**WHAT YOU HAVE TO DO**
Copy the following rows word for word, omitting the pictures from your copy.

**DATASET EXTRACT**
▽

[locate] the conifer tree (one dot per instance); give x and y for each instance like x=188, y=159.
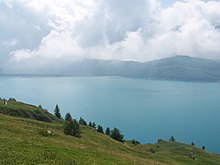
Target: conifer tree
x=100, y=129
x=172, y=139
x=107, y=131
x=57, y=112
x=82, y=121
x=116, y=134
x=90, y=124
x=72, y=128
x=68, y=117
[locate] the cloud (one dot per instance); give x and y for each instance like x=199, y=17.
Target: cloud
x=142, y=30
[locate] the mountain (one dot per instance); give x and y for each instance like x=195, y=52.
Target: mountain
x=26, y=140
x=182, y=68
x=1, y=71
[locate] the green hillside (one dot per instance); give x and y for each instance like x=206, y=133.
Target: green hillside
x=26, y=141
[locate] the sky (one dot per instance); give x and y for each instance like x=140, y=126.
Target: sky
x=40, y=33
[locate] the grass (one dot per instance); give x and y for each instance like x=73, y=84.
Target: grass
x=25, y=141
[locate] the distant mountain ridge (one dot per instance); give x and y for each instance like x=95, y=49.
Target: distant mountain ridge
x=1, y=71
x=182, y=68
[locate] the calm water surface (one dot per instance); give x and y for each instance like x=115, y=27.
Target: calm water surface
x=142, y=109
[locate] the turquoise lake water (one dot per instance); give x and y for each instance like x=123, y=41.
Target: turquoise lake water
x=142, y=109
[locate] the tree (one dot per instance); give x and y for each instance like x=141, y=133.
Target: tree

△

**SOLUTION FOR THIS PROBLEM**
[locate] the conifer tree (one dot per instance); give x and y for each instance like x=188, y=159.
Target: conifer tree
x=100, y=129
x=172, y=139
x=107, y=131
x=57, y=112
x=82, y=121
x=116, y=134
x=90, y=124
x=72, y=128
x=68, y=117
[locate] the cloud (one dot per instance); give x and y for each instance like x=199, y=17.
Target: cloud
x=142, y=30
[locate] the mountain (one dot per instance); give x and y for each instance like x=195, y=52.
Target: mountain
x=26, y=140
x=182, y=68
x=1, y=71
[locate] the green hillside (one dot per instance); give x and y for each instance like x=206, y=133.
Target: green hillside
x=26, y=141
[locate] the sky (one dot per instance); give x and y for each instance like x=140, y=126.
Target: sky
x=40, y=33
[locate] the grass (one dot per instance); give x and y for each instance like x=73, y=84.
Target: grass
x=25, y=141
[locate] the distant mountain ridge (one dot per instance); give x and y for each instance like x=95, y=49.
Target: distant mountain ridge
x=1, y=71
x=182, y=68
[locate] the calm water surface (one dot per instance); give x and y for each instance like x=115, y=27.
Target: calm water surface
x=142, y=109
[locate] the turquoise lake water (one dot per instance); give x and y for each instance like x=123, y=41.
Target: turquoise lake water
x=142, y=109
[locate] the tree (one dot per instance); give x and y for each instance like x=141, y=133.
Target: tree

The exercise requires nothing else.